▶ [EXERCISE OBJECTIVE]
Pick out and copy every line of the records below that contains the string “curved”. Case counts.

__________

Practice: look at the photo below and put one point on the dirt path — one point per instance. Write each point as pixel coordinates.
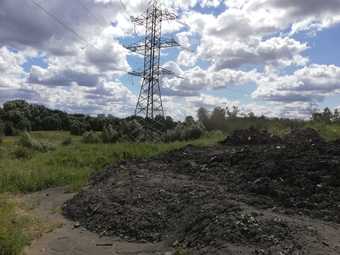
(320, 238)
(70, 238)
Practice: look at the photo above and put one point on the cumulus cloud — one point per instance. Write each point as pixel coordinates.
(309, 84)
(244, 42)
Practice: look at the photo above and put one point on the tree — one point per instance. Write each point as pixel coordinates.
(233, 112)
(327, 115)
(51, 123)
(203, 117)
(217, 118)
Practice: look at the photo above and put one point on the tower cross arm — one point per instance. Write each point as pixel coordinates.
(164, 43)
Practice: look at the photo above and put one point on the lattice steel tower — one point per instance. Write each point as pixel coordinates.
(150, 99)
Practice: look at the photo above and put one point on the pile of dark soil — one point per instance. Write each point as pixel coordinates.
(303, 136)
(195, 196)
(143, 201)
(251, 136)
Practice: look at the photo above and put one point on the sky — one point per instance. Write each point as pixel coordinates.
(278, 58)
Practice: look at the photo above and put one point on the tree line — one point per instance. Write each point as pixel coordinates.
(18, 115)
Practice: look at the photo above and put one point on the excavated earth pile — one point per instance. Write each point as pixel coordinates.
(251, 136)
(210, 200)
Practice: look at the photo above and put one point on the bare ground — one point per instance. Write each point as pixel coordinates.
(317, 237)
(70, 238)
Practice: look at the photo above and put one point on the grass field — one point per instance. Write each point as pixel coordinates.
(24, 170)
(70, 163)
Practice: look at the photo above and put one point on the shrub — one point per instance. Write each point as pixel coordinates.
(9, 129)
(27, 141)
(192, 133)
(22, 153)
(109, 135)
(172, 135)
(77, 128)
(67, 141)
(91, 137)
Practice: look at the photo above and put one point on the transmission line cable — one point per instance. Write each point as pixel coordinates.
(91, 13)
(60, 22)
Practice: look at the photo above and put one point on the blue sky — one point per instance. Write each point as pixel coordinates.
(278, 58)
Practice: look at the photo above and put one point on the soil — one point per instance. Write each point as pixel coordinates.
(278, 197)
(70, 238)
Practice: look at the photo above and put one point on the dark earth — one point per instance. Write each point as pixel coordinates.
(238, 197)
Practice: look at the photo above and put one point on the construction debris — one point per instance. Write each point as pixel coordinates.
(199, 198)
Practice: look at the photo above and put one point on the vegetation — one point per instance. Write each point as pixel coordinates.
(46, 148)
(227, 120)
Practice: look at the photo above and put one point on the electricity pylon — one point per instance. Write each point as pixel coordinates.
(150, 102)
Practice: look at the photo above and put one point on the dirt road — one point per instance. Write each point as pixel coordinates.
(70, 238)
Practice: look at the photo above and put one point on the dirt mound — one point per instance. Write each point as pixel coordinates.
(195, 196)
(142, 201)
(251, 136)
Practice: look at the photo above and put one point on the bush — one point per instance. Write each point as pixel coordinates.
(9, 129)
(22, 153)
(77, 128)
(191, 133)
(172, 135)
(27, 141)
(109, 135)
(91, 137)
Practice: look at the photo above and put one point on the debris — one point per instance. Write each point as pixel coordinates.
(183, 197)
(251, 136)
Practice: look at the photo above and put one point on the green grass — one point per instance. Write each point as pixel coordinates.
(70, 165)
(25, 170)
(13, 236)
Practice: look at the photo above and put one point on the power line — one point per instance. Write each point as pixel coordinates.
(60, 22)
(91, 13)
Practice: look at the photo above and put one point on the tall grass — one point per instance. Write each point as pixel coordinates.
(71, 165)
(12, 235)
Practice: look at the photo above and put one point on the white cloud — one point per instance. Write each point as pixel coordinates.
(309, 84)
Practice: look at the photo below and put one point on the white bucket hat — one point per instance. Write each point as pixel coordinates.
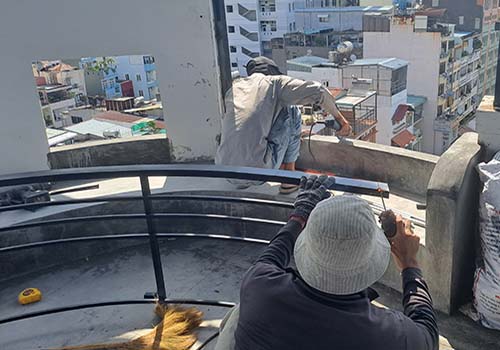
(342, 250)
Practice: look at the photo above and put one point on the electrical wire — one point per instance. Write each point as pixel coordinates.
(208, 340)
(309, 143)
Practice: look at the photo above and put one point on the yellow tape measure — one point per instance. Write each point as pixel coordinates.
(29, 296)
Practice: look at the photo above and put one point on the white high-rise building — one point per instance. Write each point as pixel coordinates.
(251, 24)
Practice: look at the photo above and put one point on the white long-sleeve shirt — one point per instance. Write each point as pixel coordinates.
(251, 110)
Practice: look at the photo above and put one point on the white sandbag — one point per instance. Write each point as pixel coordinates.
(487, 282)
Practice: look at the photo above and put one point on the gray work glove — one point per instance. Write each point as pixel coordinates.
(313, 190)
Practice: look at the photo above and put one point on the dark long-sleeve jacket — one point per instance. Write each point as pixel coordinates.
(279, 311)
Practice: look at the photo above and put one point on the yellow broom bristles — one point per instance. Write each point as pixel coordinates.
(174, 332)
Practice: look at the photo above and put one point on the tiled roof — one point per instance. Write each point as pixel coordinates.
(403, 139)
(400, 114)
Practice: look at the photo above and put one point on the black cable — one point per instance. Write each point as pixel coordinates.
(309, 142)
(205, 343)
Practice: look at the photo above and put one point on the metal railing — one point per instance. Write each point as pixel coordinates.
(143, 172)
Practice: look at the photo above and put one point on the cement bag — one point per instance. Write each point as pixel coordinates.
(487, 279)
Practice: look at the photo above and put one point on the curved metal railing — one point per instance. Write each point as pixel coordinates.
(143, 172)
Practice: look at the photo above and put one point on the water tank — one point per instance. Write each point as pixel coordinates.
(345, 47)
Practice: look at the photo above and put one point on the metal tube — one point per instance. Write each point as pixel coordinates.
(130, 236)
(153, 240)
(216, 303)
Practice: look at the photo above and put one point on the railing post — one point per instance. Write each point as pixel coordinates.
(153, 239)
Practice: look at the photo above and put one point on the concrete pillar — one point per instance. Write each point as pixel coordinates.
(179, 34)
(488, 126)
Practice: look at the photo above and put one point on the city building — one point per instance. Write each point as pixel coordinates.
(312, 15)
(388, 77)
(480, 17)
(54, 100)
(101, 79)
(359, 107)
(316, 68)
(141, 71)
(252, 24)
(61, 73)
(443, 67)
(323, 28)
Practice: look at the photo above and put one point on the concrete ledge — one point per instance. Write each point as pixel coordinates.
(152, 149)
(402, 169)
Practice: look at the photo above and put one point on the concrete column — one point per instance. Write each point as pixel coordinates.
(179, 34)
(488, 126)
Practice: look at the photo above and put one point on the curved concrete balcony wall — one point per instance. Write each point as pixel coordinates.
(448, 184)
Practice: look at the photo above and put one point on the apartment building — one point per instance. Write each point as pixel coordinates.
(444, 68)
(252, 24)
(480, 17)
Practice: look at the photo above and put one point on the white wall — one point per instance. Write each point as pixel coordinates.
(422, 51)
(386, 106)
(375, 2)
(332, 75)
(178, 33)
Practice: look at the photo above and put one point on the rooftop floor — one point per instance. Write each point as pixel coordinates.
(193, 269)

__________

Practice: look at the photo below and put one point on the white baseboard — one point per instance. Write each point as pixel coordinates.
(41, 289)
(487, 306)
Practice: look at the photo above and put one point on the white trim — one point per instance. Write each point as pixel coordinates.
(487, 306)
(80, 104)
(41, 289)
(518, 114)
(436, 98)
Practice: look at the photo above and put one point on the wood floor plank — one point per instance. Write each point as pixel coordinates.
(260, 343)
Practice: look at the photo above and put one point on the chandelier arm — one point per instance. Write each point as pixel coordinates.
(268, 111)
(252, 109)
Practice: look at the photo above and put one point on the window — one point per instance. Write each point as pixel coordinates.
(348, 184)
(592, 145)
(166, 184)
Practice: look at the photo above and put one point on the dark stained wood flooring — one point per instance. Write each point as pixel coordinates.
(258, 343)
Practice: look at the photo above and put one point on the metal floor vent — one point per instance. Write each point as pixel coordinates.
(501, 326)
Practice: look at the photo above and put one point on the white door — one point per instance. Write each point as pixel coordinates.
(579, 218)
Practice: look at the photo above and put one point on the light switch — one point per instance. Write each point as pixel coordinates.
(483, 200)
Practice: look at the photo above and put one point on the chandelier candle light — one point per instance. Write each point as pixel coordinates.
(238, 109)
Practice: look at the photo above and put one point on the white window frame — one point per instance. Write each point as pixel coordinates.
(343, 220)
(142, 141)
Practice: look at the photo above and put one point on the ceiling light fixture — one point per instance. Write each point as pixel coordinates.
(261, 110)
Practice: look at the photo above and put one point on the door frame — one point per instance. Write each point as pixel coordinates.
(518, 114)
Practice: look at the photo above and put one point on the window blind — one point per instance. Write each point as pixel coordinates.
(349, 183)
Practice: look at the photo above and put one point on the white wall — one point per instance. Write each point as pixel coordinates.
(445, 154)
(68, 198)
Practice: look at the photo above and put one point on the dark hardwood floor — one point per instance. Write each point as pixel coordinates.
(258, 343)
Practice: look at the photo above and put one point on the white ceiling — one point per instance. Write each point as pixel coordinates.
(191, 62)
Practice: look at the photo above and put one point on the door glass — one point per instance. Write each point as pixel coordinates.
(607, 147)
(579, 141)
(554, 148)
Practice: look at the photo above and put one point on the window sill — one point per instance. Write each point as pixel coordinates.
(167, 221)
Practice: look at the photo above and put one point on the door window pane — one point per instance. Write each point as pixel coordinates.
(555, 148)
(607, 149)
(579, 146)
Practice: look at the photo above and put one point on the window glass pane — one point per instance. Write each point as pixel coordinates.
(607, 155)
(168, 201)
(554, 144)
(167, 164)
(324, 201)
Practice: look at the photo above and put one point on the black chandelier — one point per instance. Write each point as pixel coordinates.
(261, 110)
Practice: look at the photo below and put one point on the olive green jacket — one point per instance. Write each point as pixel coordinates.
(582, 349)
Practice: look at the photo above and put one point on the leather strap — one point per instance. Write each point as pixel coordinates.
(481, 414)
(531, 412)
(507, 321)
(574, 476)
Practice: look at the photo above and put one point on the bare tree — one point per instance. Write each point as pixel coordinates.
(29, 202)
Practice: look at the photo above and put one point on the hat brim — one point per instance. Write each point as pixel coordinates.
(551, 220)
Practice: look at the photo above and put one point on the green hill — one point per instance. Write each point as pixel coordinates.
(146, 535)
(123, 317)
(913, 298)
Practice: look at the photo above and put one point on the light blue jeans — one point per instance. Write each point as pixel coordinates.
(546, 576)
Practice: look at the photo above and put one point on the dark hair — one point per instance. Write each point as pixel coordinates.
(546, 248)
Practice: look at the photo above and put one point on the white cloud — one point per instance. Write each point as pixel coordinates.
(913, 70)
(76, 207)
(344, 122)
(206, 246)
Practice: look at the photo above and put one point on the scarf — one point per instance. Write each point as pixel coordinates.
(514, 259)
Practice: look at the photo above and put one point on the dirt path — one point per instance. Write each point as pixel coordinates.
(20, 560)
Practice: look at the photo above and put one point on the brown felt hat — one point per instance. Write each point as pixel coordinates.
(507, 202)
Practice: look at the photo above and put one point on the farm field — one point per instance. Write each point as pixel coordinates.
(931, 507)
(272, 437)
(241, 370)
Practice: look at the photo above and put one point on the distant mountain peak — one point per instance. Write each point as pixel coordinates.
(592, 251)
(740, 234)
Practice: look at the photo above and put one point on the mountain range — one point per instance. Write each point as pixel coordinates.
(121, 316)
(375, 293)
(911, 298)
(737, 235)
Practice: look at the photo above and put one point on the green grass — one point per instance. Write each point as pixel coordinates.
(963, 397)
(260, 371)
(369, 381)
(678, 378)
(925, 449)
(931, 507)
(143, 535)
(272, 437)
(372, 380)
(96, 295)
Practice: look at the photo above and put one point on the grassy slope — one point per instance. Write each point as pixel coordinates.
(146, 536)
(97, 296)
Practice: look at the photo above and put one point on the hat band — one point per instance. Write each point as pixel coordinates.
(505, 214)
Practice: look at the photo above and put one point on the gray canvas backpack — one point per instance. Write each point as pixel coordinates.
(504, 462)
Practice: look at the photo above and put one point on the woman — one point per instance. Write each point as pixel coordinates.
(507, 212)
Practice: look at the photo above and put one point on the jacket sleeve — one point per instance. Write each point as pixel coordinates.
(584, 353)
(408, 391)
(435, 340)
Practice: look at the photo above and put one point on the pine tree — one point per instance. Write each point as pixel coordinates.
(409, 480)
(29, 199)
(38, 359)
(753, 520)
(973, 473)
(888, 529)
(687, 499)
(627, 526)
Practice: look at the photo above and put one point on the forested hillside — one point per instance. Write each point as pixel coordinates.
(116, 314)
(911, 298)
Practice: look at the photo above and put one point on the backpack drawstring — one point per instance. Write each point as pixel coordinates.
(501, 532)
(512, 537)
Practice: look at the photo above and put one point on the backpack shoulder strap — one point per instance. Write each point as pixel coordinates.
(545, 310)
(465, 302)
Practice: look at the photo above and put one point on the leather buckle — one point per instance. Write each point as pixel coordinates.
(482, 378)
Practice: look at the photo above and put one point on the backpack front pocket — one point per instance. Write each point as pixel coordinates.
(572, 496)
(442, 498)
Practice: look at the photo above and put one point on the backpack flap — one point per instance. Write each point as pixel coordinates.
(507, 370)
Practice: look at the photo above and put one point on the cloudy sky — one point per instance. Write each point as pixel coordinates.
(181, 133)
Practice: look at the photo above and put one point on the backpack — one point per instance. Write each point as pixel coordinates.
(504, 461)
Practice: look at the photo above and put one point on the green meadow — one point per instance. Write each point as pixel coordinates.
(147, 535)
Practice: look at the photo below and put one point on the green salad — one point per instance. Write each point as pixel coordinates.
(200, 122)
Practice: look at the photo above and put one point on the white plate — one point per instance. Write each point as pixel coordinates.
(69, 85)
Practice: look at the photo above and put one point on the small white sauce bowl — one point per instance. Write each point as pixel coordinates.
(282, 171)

__________

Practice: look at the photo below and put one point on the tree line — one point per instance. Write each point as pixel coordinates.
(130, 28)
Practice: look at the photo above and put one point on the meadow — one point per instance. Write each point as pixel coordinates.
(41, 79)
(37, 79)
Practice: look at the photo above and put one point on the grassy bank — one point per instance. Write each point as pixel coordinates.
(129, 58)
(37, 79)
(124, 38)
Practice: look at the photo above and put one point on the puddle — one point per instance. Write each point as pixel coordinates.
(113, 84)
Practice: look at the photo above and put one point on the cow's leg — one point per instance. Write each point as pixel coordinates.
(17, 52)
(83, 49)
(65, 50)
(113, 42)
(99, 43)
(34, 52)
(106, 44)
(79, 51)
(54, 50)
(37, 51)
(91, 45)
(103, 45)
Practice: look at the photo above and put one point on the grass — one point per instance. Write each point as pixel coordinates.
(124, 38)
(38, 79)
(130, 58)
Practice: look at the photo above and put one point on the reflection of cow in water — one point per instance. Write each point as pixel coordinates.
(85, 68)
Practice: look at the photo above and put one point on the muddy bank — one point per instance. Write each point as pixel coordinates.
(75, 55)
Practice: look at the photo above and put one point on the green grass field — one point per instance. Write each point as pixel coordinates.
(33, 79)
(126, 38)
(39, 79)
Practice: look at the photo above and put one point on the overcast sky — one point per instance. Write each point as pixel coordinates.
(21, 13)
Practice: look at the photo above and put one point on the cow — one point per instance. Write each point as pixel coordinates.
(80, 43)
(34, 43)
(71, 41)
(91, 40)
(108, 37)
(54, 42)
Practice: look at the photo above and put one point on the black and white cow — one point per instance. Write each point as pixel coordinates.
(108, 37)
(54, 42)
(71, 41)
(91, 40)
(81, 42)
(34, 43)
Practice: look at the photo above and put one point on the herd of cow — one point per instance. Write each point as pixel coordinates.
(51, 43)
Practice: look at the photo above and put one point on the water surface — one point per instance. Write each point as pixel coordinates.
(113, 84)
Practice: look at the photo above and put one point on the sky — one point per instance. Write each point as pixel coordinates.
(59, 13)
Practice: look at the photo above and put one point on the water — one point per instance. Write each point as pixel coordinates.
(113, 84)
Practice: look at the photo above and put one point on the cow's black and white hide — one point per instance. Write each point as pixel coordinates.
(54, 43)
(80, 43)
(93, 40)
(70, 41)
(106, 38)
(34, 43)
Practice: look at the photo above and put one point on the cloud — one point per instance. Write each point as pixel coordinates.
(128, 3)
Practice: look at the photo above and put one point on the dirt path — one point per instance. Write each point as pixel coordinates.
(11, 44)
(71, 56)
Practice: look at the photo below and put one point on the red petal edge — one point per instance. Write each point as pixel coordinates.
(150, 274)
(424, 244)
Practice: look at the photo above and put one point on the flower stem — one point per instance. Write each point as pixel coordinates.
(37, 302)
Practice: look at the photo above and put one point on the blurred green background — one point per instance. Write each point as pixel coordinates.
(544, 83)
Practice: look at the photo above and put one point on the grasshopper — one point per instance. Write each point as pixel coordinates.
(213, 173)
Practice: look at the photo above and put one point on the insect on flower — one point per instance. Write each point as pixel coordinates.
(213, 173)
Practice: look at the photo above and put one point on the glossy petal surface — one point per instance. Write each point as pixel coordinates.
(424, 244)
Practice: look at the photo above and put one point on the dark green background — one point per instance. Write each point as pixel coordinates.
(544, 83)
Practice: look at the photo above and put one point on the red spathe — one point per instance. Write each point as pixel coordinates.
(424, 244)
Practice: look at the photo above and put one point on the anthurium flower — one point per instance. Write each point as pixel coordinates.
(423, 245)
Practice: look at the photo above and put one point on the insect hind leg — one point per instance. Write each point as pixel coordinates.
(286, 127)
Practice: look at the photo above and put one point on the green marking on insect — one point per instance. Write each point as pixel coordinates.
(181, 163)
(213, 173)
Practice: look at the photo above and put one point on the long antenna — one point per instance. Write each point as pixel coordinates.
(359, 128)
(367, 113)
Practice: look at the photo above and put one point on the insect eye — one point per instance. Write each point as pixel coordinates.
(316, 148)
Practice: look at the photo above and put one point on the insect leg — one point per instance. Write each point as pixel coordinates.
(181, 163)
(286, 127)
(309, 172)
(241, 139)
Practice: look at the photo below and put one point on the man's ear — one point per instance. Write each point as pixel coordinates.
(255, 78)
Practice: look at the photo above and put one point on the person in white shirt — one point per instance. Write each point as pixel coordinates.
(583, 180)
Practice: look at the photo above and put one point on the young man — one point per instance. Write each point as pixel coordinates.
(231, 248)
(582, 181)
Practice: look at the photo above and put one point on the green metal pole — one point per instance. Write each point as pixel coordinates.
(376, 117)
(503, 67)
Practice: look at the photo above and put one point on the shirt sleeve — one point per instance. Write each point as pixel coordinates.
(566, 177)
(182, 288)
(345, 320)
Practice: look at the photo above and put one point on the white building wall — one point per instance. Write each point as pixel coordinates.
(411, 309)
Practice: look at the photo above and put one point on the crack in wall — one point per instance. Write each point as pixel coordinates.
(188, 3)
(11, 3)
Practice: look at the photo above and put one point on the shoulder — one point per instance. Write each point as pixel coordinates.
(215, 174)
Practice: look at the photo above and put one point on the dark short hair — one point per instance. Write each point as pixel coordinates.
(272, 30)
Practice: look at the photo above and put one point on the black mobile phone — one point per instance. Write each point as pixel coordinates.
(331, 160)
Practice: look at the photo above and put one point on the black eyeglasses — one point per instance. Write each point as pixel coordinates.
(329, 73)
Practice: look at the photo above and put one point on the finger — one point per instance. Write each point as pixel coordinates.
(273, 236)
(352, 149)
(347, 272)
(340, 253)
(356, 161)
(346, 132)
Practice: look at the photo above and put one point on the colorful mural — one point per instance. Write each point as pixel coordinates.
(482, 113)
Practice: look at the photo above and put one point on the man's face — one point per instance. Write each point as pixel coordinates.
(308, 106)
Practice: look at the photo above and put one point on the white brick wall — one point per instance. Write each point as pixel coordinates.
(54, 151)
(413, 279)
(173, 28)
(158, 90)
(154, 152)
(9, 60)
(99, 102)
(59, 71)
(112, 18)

__________

▶ [FULL RESPONSE]
Practice: look at the photo above and put one point on the curved metal railing — one point per instance. Write each point as pixel coordinates.
Practice: look at the photo above and put one point on the curved concrete balcony wall — one point per instance. Write each point as pixel coordinates.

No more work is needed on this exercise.